[Goal of the exercise]
Show every line in the rows below that contains the string "shoelace", copying each line in full. Case counts when matching.

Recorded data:
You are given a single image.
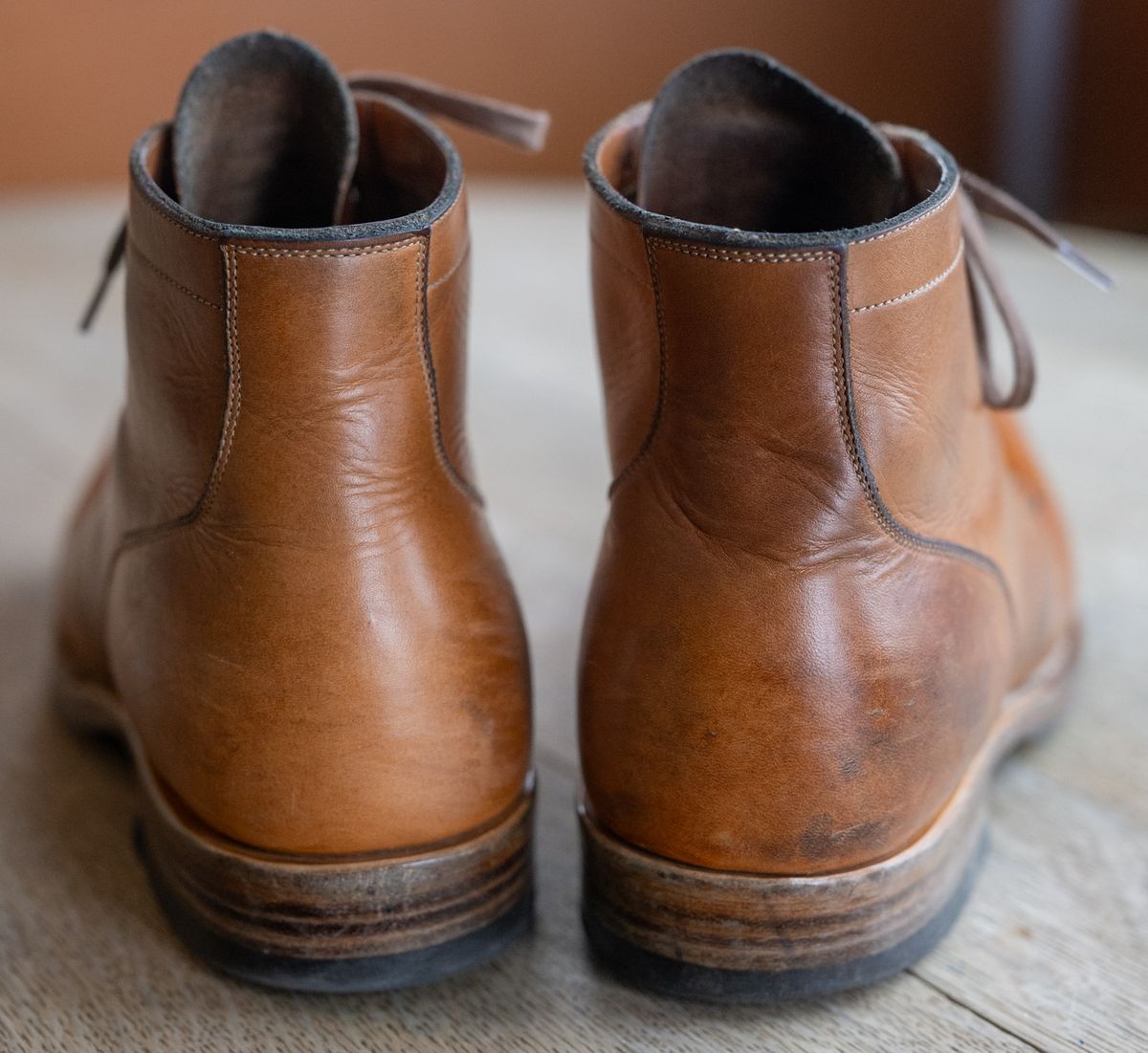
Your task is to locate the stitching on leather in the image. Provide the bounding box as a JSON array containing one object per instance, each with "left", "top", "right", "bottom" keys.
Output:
[
  {"left": 853, "top": 187, "right": 960, "bottom": 246},
  {"left": 195, "top": 246, "right": 243, "bottom": 518},
  {"left": 828, "top": 243, "right": 1012, "bottom": 596},
  {"left": 427, "top": 237, "right": 471, "bottom": 293},
  {"left": 850, "top": 237, "right": 964, "bottom": 315},
  {"left": 232, "top": 236, "right": 425, "bottom": 259},
  {"left": 607, "top": 237, "right": 837, "bottom": 496},
  {"left": 648, "top": 237, "right": 832, "bottom": 263},
  {"left": 608, "top": 237, "right": 668, "bottom": 496},
  {"left": 414, "top": 238, "right": 482, "bottom": 507},
  {"left": 590, "top": 232, "right": 653, "bottom": 289},
  {"left": 104, "top": 246, "right": 242, "bottom": 568},
  {"left": 127, "top": 237, "right": 223, "bottom": 311}
]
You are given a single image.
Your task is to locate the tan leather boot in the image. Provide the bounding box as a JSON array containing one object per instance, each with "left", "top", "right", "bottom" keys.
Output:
[
  {"left": 57, "top": 33, "right": 544, "bottom": 990},
  {"left": 580, "top": 52, "right": 1106, "bottom": 1001}
]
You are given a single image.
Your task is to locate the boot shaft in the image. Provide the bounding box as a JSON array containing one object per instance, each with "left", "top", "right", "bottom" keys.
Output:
[{"left": 580, "top": 59, "right": 1072, "bottom": 874}]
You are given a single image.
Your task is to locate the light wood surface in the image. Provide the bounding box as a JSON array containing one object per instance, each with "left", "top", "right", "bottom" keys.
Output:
[{"left": 0, "top": 185, "right": 1148, "bottom": 1053}]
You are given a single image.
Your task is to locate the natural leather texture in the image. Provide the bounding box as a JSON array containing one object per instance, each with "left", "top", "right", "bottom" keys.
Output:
[
  {"left": 580, "top": 111, "right": 1073, "bottom": 874},
  {"left": 58, "top": 96, "right": 530, "bottom": 855}
]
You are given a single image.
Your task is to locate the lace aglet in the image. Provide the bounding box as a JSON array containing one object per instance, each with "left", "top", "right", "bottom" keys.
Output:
[{"left": 1056, "top": 238, "right": 1115, "bottom": 293}]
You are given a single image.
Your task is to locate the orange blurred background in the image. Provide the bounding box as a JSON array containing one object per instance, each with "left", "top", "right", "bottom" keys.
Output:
[{"left": 0, "top": 0, "right": 1148, "bottom": 231}]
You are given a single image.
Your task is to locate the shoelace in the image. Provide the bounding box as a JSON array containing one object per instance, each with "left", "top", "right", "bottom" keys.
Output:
[
  {"left": 79, "top": 74, "right": 550, "bottom": 333},
  {"left": 960, "top": 171, "right": 1114, "bottom": 409}
]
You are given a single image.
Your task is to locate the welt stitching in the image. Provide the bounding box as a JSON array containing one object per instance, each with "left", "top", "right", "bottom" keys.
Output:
[
  {"left": 427, "top": 237, "right": 471, "bottom": 293},
  {"left": 127, "top": 237, "right": 223, "bottom": 311},
  {"left": 850, "top": 237, "right": 964, "bottom": 315},
  {"left": 828, "top": 245, "right": 1012, "bottom": 601},
  {"left": 414, "top": 238, "right": 482, "bottom": 506}
]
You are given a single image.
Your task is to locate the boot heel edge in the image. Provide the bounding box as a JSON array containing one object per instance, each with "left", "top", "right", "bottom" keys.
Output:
[
  {"left": 581, "top": 807, "right": 987, "bottom": 1003},
  {"left": 136, "top": 793, "right": 534, "bottom": 992}
]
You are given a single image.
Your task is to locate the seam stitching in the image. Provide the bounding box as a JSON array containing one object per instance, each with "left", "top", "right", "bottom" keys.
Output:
[
  {"left": 647, "top": 237, "right": 833, "bottom": 263},
  {"left": 195, "top": 247, "right": 243, "bottom": 518},
  {"left": 590, "top": 232, "right": 652, "bottom": 289},
  {"left": 607, "top": 237, "right": 836, "bottom": 496},
  {"left": 104, "top": 246, "right": 242, "bottom": 580},
  {"left": 427, "top": 237, "right": 471, "bottom": 293},
  {"left": 850, "top": 237, "right": 964, "bottom": 315},
  {"left": 127, "top": 237, "right": 223, "bottom": 311},
  {"left": 828, "top": 244, "right": 1012, "bottom": 596},
  {"left": 414, "top": 237, "right": 483, "bottom": 508},
  {"left": 608, "top": 237, "right": 668, "bottom": 496}
]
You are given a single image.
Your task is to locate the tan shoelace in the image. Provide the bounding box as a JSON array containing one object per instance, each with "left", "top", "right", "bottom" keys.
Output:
[
  {"left": 960, "top": 171, "right": 1113, "bottom": 409},
  {"left": 79, "top": 74, "right": 550, "bottom": 333}
]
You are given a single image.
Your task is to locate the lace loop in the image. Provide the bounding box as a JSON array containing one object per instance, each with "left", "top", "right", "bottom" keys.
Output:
[{"left": 346, "top": 74, "right": 550, "bottom": 153}]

[Output for this task]
Your task is to locate the shoelace in the image. Provide the bounding box as a JSON array containing one object per instance, each with "left", "top", "right", "bottom" keys.
Your task is to locate the tan shoelace in the image. Provide the bounding box as a JSON array containing one object per instance, each with "left", "top", "right", "bottom" keys.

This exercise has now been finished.